We’ve been talking a lot about the 50th anniversary of Doctor Who lately; God knows I have. In most of it, though many are mentioning the previous Doctors, a lot of our discourse has been about “The Day of the Doctor,” and quite rightly; it’s going to be a multi-Doctor-splosion with (at least) three Doctors teaming up for the first official time since 1983. But, it’s also important to look back at the very beginning, because let’s face it: Without the beginning, there’d be no 50 years later. This is why the BBC docudrama An Adventure in Space and Time, which tells of the creation and first three years of the series, feels like a breath of fresh yet familiar air.
Written by uberfan of the series Mark Gatiss, the drama focuses mainly on the first man to play the mysterious “Dr. Who,” William Hartnell, and his relationship with the series’ first producer, Verity Lambert, who was also the youngest and first female producer at the BBC. Also important are the Head of Drama at BBC at the time, Canadian Sydney Newman, and the show’s first director, the young Indian director Waris Hussein. The four of them are depicted as the most important people in the show’s history, and in a great many ways they were the most atypical creators of British television in history.
David Bradley portrays Hartnell, a grumpy character actor relegated to shouty military roles in movies and TV. He begins the narrative embittered and gruff towards his granddaughter, but that would change. Brian Cox plays Newman as the slick, fast-talking showman from Canada who has big ideas but leaves them to other people to realize. He created The Avengers, you know (the British TV show, not the comic books), for BBC rival ITV. He needed a 25 minute program to span a gap in programming on Saturday evenings and came up with the basic premise of a science fiction show called Doctor Who. His one mandate was: no bug-eyed aliens or men in rubber suits. That was kind of it.

### Listed entries
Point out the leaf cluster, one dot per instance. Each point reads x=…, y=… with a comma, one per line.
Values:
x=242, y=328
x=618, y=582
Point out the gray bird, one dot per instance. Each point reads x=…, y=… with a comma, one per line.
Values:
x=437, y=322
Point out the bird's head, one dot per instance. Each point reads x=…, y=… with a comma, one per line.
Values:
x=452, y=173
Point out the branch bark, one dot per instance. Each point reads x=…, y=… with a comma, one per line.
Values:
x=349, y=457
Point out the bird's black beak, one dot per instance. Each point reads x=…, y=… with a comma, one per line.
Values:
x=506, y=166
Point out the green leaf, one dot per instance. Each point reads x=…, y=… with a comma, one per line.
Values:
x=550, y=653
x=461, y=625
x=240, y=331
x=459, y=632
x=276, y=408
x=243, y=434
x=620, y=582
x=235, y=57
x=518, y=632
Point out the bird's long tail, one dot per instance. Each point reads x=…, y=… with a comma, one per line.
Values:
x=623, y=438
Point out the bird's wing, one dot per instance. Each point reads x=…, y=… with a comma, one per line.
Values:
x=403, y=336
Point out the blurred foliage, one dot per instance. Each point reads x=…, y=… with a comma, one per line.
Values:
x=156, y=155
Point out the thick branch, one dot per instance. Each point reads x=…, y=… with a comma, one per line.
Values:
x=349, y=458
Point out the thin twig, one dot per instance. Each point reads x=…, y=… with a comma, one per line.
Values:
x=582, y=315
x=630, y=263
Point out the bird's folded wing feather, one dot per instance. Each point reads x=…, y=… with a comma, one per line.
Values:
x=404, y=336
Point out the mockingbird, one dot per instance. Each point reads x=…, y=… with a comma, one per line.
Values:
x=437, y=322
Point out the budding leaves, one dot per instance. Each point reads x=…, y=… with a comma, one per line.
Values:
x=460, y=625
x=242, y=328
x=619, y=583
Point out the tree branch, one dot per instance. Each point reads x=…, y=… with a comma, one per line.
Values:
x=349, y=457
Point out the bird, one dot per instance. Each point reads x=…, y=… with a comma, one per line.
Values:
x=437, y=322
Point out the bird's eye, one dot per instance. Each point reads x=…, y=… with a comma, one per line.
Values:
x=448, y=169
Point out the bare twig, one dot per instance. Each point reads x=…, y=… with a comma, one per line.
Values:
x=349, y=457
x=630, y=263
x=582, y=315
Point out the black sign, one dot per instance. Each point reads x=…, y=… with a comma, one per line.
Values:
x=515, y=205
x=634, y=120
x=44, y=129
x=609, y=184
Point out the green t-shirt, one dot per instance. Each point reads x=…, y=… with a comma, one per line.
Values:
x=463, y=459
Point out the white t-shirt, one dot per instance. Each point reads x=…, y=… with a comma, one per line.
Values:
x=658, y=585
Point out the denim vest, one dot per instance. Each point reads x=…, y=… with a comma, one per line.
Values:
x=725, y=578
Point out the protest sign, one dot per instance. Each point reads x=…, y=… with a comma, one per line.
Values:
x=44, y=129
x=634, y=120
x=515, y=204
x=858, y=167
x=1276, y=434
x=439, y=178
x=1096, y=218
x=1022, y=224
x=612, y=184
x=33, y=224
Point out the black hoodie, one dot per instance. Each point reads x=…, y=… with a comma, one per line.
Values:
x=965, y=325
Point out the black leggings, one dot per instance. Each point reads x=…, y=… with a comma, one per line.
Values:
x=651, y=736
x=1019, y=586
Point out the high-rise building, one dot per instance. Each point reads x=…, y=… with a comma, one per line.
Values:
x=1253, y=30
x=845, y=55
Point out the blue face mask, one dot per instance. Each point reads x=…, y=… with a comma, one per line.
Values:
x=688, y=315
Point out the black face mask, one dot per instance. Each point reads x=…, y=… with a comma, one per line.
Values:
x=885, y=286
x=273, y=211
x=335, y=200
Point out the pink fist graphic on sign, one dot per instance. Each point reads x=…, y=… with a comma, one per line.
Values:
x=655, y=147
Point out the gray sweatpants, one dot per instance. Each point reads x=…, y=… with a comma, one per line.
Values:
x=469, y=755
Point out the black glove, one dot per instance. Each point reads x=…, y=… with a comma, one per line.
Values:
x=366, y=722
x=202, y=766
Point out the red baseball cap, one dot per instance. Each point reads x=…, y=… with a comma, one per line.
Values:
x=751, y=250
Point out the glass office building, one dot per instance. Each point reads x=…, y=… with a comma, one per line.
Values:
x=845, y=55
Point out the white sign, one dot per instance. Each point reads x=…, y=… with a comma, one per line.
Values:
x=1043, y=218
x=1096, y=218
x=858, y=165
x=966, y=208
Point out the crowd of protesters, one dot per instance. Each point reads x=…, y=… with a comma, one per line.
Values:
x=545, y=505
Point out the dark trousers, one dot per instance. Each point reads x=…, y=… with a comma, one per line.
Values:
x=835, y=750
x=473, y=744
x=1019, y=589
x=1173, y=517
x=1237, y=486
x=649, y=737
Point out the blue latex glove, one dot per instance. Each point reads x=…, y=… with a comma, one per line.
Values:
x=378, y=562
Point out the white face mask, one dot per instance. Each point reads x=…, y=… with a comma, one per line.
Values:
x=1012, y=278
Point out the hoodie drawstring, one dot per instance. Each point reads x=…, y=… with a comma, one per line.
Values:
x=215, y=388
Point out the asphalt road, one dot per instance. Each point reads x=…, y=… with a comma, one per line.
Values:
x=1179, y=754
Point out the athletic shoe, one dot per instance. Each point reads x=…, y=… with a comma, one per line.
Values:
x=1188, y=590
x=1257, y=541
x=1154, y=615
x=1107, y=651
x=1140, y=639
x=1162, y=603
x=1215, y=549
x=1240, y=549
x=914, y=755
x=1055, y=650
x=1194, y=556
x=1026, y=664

--

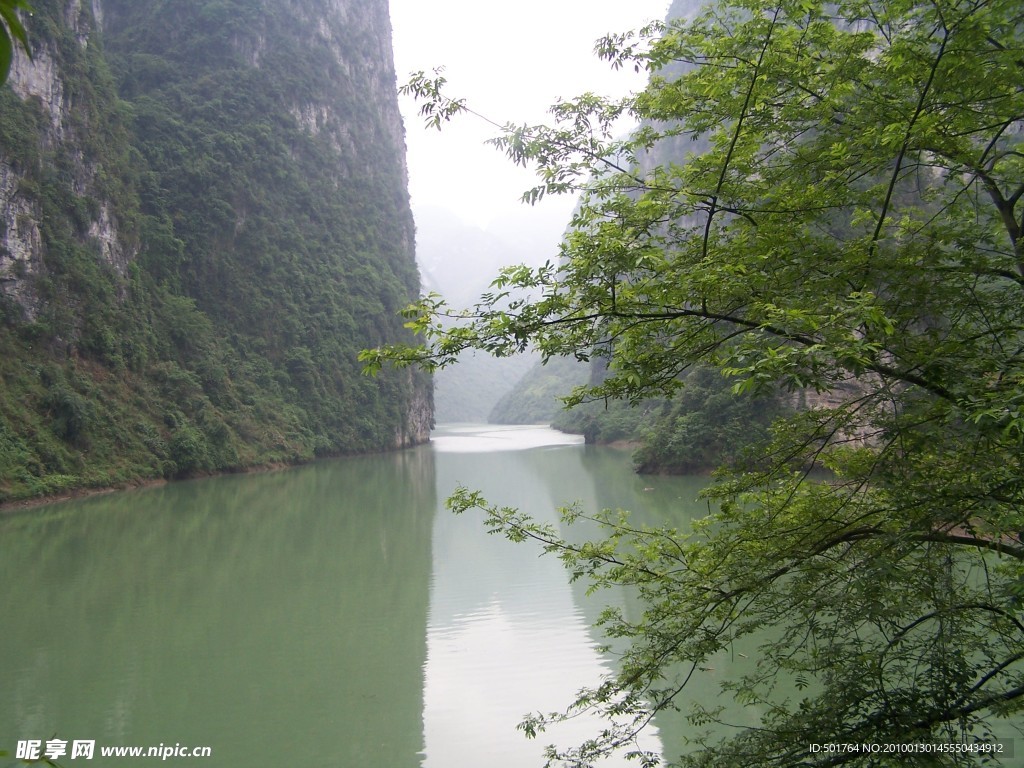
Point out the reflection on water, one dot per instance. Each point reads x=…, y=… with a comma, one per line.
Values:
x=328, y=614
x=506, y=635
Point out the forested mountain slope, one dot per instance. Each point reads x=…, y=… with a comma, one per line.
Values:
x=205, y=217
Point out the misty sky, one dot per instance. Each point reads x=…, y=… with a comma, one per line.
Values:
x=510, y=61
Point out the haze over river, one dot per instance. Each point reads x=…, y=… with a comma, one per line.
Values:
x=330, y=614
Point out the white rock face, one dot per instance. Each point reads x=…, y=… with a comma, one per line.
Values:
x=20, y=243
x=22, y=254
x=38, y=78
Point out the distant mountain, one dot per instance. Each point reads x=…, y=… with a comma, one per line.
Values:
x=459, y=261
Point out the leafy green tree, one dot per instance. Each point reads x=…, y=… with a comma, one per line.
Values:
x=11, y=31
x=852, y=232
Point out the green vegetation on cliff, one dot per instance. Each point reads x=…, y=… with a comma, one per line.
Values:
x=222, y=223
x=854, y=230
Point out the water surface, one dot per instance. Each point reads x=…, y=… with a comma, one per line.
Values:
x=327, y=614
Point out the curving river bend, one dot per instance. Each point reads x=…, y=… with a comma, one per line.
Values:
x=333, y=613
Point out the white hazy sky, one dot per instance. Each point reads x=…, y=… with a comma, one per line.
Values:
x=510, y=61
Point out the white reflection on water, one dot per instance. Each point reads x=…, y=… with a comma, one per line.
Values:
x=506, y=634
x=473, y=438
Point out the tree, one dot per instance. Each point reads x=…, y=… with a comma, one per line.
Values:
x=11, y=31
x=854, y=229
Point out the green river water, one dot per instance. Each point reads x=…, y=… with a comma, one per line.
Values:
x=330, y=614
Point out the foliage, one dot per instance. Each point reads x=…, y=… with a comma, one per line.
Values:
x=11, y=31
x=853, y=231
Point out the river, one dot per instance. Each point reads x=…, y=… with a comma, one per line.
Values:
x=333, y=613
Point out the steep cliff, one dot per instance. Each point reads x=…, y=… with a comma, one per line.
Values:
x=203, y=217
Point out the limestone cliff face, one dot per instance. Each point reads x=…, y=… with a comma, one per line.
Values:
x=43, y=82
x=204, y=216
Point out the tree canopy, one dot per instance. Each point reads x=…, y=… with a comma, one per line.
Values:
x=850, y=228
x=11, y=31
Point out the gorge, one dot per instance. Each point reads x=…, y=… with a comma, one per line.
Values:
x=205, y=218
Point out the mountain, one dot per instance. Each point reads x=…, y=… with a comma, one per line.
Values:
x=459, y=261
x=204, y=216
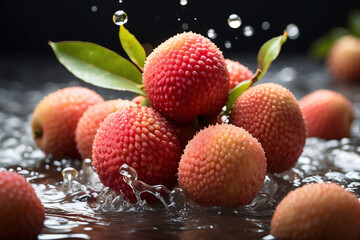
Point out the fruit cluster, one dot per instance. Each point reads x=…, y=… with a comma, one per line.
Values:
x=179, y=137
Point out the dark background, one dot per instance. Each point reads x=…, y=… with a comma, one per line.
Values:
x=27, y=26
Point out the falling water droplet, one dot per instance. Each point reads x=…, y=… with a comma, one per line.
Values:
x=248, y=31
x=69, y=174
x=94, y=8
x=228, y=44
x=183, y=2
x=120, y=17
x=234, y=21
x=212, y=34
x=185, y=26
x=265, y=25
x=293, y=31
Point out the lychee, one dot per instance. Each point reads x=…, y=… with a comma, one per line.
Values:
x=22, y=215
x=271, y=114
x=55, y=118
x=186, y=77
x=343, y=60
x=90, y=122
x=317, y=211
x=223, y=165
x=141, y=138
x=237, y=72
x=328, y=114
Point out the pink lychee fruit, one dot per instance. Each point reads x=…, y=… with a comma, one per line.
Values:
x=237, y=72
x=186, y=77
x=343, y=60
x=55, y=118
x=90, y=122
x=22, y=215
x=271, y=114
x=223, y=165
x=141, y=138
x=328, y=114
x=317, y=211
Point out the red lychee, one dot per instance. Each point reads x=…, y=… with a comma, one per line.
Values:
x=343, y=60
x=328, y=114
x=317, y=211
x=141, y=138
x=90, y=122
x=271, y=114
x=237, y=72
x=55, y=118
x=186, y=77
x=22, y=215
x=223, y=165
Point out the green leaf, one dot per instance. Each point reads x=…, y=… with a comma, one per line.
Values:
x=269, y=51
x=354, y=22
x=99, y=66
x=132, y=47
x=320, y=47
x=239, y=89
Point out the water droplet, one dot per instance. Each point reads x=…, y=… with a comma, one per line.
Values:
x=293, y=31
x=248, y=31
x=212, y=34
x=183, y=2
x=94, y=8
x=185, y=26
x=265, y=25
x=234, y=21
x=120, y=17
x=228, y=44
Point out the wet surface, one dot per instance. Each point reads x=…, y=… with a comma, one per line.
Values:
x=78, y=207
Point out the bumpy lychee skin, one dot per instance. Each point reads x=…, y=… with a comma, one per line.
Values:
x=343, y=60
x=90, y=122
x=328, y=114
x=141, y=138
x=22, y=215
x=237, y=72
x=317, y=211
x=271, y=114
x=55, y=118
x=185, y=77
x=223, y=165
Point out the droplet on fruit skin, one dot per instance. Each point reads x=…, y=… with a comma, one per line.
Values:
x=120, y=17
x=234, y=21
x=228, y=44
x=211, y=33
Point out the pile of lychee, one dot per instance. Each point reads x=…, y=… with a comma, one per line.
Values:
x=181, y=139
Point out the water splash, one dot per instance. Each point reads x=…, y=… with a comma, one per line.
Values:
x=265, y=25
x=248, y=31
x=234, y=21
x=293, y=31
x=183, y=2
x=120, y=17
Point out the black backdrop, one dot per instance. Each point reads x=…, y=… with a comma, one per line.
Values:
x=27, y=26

### Task brief
Copy everything in the Doctor Who review above, from "David Bradley portrays" down to "kind of it.".

### Solution
David Bradley portrays Hartnell, a grumpy character actor relegated to shouty military roles in movies and TV. He begins the narrative embittered and gruff towards his granddaughter, but that would change. Brian Cox plays Newman as the slick, fast-talking showman from Canada who has big ideas but leaves them to other people to realize. He created The Avengers, you know (the British TV show, not the comic books), for BBC rival ITV. He needed a 25 minute program to span a gap in programming on Saturday evenings and came up with the basic premise of a science fiction show called Doctor Who. His one mandate was: no bug-eyed aliens or men in rubber suits. That was kind of it.